## WORK TO DO:
Rewrite the passage of the labor-management cooperation article that begins with "Wells's alternative vision" and ends with "to labour-management relations.", putting "confrontational" wherever "adversarial" appears.
** START OF EXCERPT **
Necessity is the Mother of Cooperation
September 1, 1992 -
Those committed to the traditional us-versus-them approach to collective bargaining are skeptical about the newly-discovered sense of partnership between some unions and employers. These skeptics are eager to point out that employers call for cooperation because they are desperate, and anyway, they are only interested in manipulating unions and workers into a position of powerlessness and dependency.
This is exactly the thrust of Donald M. Wells (a political economist who teaches at McMaster University in Hamilton, Ontario) in his Public Policy Options article, "Labor-Management Cooperation; or, In Other Words, Bust the Union" (October 1992). Describing a number of experiments in labour-management cooperation, Wells concludes that these attempts are invariably at the expense of unions and merely serve to advantage employers. He writes:
In each case, managers used labor-management cooperation reforms to undermine the legitimacy, power, autonomy and key functions of the unions. The findings confirm the fears of those unionists who see such changes as a threat to their interests. By the same token, these findings may allay the fears of managers who view such labor-management cooperation as a threat to their prerogative powers over the production process.
In short, Wells argues that employers' rationale for cooperation is a mere subterfuge to undermine the workers' commitment to trade unionism and collective bargaining. He believes that his conclusion is "consistent with the view that such reforms are, in general, part of a trend toward non-union industrial relations in Canada and the United States."
Wells's alternative vision and suggestions are that the state should reinforce the power of unions in the workplace in the context of a perpetual adversarial relationship between labour and management. There are still plenty of segments of the mainline trade unions that believe this shopworn gospel of conflict. Fortunately, there are growing signs that others have turned a deaf ear to the pied pipers of traditional unionism and are prepared to experiment with more enlightened ideas and practices.
What may come as a surprise to some is that even in the automobile industry, a traditional stronghold of adversarial labour management relations, significant changes in management style have been put into effect. Hard times in this industry have forced a serious rethinking of the traditional approach to labour-management relations.
All major carmakers are now working at turning labour relations around because they have come to realize that a sullen workforce will not produce top-notch quality automobiles. And there is a growing list of instances where cooperation between labour and management have helped to turn a troubled automobile plant around. In some cases, new plants or new production lines have started from scratch with remarkable results. The latest example is the Chrysler Canada assembly plant in Bramalea, Ontario where the new LH car is produced.
A turnaround at Chrysler
Only a few years ago Chrysler Corporation found itself on the brink of disaster. Faced with enormous losses, it undertook a hard-headed and painful series of successful restructuring moves. But even now it is confronted with immense difficulties because of lagging sales, intense competition, and the need for very costly investments in new technologies needed to boost production and quality.
The Bramalea plant design and management represent a break from past practices. Besides investing heavily in the physical plant, Chrysler management instilled a sense of involvement and enthusiasm among its employees. That is why when the first LH car was driven off the assembly line last summer, beaming company executives and union leaders shared in their praise of the product and expressed their confidence in the future of the company.
** END OF EXCERPT **
** START OF MATERIAL PROVIDED **
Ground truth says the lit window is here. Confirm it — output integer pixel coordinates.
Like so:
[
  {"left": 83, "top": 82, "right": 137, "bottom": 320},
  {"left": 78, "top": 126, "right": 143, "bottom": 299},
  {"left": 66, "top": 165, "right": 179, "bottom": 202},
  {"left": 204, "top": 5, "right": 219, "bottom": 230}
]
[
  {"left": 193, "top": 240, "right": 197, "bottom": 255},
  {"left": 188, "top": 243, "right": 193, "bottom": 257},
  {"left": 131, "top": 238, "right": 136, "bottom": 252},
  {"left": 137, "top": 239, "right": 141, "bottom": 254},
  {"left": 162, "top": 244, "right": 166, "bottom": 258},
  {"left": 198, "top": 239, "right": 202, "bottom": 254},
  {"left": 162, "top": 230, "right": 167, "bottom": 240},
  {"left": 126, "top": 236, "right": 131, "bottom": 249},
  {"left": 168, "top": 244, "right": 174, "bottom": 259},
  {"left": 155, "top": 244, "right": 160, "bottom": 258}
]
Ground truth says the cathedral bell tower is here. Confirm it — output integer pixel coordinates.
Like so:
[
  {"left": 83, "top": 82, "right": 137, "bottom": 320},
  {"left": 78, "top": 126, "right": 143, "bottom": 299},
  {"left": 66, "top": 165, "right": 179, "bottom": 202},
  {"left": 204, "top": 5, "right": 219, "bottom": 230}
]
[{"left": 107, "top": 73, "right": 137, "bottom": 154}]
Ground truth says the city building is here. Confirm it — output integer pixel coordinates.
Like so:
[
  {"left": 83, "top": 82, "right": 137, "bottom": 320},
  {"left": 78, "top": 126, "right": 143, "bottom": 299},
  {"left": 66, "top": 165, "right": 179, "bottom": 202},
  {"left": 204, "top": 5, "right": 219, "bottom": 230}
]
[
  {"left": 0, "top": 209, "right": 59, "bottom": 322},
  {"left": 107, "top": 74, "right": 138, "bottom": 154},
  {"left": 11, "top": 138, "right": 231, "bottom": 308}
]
** END OF MATERIAL PROVIDED **
## SOLUTION TO THIS TASK:
Wells's alternative vision and suggestions are that the state should reinforce the power of unions in the workplace in the context of a perpetual confrontational relationship between labour and management. There are still plenty of segments of the mainline trade unions that believe this shopworn gospel of conflict. Fortunately, there are growing signs that others have turned a deaf ear to the pied pipers of traditional unionism and are prepared to experiment with more enlightened ideas and practices.
What may come as a surprise to some is that even in the automobile industry, a traditional stronghold of confrontational labour management relations, significant changes in management style have been put into effect. Hard times in this industry have forced a serious rethinking of the traditional approach to labour-management relations.